__Short problem__.
Turn the material into a JSON list of strings, with each line as its own string and blank lines omitted.

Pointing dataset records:
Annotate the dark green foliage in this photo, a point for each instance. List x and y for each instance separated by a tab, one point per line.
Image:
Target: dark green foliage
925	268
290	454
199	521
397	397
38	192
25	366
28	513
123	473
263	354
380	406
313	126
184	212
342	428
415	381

__Solution for this problem__.
[
  "Annotate the dark green foliage in this photo, a point for each instance. List x and y for each instance separated by a tab, one point per line.",
  "Image:",
  "Target: dark green foliage",
  "925\t268",
  "290\t454",
  "199\t521",
  "397\t397",
  "38\t192",
  "25\t366",
  "28\t513",
  "123\t473",
  "263\t354",
  "380\t406",
  "313\t126",
  "184\t212",
  "342\t428",
  "415\t381"
]